Exercise objective – Copy each of the items below word for word, with every line unchanged.

Material provided –

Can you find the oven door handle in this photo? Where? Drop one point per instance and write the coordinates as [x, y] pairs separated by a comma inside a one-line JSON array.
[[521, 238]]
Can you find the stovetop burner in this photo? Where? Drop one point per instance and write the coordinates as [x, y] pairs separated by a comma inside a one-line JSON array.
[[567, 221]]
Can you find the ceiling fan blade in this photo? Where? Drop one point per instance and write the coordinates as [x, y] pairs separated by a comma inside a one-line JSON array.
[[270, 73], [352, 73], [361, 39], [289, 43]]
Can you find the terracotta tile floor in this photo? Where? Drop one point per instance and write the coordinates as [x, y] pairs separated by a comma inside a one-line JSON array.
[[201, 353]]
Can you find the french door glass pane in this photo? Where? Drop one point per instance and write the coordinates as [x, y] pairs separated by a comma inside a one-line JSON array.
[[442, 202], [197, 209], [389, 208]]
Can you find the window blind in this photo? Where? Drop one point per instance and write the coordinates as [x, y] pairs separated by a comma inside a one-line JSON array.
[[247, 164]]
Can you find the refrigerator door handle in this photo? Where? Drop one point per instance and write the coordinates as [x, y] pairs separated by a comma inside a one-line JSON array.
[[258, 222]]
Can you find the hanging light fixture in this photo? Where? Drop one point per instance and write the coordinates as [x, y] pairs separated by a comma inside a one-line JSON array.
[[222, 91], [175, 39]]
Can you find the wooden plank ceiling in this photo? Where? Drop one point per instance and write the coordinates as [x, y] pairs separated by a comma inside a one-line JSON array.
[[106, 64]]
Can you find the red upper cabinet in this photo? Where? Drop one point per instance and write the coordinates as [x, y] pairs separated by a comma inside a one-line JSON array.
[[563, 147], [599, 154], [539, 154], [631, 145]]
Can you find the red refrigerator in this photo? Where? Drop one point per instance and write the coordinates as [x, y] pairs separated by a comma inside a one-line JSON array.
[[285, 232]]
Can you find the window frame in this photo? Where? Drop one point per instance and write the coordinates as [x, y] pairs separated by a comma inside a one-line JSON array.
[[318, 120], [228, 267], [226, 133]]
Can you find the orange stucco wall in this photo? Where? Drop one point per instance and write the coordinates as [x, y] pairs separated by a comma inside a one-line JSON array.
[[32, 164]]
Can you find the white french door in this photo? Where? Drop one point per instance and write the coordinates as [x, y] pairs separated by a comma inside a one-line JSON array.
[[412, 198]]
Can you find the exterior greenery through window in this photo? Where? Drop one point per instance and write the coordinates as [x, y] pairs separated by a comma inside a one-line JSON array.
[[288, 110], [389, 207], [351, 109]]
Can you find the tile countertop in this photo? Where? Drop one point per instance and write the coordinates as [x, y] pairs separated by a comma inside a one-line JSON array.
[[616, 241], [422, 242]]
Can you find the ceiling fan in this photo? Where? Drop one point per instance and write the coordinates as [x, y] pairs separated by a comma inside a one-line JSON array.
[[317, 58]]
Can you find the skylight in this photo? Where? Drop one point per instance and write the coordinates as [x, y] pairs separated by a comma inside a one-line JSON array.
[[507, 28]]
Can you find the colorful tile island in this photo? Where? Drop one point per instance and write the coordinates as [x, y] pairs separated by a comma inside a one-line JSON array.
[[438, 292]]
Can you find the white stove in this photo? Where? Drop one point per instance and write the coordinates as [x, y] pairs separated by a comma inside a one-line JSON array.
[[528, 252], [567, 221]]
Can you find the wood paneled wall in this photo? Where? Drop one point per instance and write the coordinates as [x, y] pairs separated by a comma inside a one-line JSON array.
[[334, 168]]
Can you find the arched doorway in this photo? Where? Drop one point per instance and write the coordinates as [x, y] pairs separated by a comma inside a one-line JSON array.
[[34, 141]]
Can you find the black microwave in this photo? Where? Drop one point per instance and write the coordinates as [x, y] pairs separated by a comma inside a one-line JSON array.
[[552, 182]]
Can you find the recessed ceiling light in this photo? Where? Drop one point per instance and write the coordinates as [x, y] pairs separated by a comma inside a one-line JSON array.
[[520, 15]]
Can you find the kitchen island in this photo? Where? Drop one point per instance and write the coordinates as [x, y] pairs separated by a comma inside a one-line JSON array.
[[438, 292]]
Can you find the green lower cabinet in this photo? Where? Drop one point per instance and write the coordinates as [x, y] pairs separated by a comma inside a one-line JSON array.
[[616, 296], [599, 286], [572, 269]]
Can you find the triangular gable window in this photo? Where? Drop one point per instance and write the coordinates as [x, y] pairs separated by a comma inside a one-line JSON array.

Result of the task –
Can you find the oven door handle in this photo? Where? Drop one point per instance and write the coordinates as [x, y] pairs separated by a comma inside a one-line JSON array.
[[521, 238]]
Can you find the stovetop burner in this photo? Where? Drop one point per instance and write the coordinates as [x, y] pairs separated by a comma inside a one-line JSON array.
[[567, 221]]
Can you find the ceiling fan blade in this photo? Where? Drop one point per instance and write the coordinates as [x, y] pairs separated by a comma inside a one-line JSON array.
[[270, 73], [352, 73], [361, 39], [289, 43]]
Can you find the terracotta tile floor in this photo? Where? Drop one point per instance and write the coordinates as [x, y] pairs separated by a comma inside a one-line JSON array.
[[201, 353]]
Can you find the french door glass pane in this photo? Where? Drop one point per instance and write the coordinates as [x, y] pairs separated by a comma inside a one-line JSON array.
[[442, 202], [197, 209], [389, 208]]
Can you find the window blind in this photo? Where? Drop one point per instance and write the coordinates as [x, y] pairs separated by a comma inside a one-line JSON array.
[[247, 164]]
Can you find the refrigerator door handle in this photo? Where? Drop one point per instance and write the coordinates as [x, y] pairs separated by a comma inside a one-line JSON array.
[[258, 222]]
Can you find the hanging light fixture in this photo? Where? Drop one point per instance and write the coordinates as [x, y] pairs separated by a comma inside a one-line JSON array.
[[222, 91], [175, 39]]
Can you find the wooden plank ceiling in this photo? Where? Drop one point per instance and write the coordinates as [x, y] pairs separated by a comma inside a one-line JSON array.
[[106, 64]]
Can you find the red upper cabinet in this photo? Where? Drop one point per instance and write the coordinates as [x, y] pairs separated by a comma inside a one-line JSON array.
[[563, 147], [599, 154], [539, 154], [631, 145]]
Can you find the red refrigerator in this photo? Where? Drop one point per instance and write the coordinates as [x, y] pairs separated by a comma inside a one-line JSON array.
[[285, 232]]
Can you find the window frame in this photo? Where? Drop one point per instance and write the coordinates as [x, y] pairs separated by a comma inside a one-line JSON array.
[[318, 120], [228, 267], [226, 133]]
Can you find the orange stucco wall in this photo? Where? Drop one point per instance and write the coordinates as [x, y] pairs separated by a comma inside a one-line JSON array.
[[32, 164]]
Can you find the white french door in this photo? Where? Drop one point per instance and write the coordinates as [x, y] pairs separated by a comma inside a one-line JSON array.
[[412, 198]]
Can you find the exterior greenery through window in this photo? Where? Drop one point per instance and write the coordinates as [x, y] pairs separated by a comma inside a one-line JSON array.
[[288, 110], [389, 207], [351, 109]]
Can you find the tile countertop in this photo? Where? Drop one point per instance and write the coordinates as [x, y] pairs separated by a comma inside a one-line JSON array.
[[616, 241], [422, 242]]
Can you find the ceiling fan in this photo? Where? Drop one point per instance and write the coordinates as [x, y] pairs separated by a comma inside a one-line JSON array.
[[317, 58]]
Can you find the skylight in this photo? Where? Drop one point per instance and write the coordinates as [x, y] pairs separated by a comma inside a one-line JSON array.
[[507, 28]]
Can you find the colorful tile island in this photo? Where? Drop one point per instance and write the coordinates as [x, y] pairs separated by a comma inside a one-line JSON array.
[[438, 292]]
Can you find the white stove in this photo? Where? Drop one point per instance and write the coordinates as [x, y] pairs separated by a comma inside a one-line JSON array.
[[528, 252], [567, 221]]
Can you find the wood paneled wall in this photo? Where? Drop one point per instance and write the coordinates as [x, y] pairs separated by a comma inside a one-line JSON array.
[[334, 168]]
Can you find the arched doorway in this photo? Where? Drop one point per instance and write the coordinates as [x, y] pairs separated by a comma inside a one-line JSON array.
[[34, 141]]
Can you find the black microwave in this photo? Where? Drop one point per instance and write the coordinates as [x, y] pairs separated by a comma inside a one-line JSON array.
[[552, 182]]
Can you find the recessed ceiling light in this photo? Where? Drop one point per instance and write the coordinates as [x, y] pairs separated by a comma inside a one-line JSON array.
[[520, 15]]
Can you find the kitchen island in this photo? Where? Drop one point per instance and write the coordinates as [x, y] pairs separated by a comma inside a one-line JSON array.
[[438, 292]]
Can you find the green lower cabinet in this photo? Where? Drop one point per instance and write the coordinates as [x, y] pairs separated by a comma inside a one-line JSON array.
[[616, 296], [599, 286], [572, 269]]
Can you find the triangular gable window in this photo? Where? Drop one point per instance and write the coordinates as [x, y] pairs separated by a comma inside a one-line JSON array.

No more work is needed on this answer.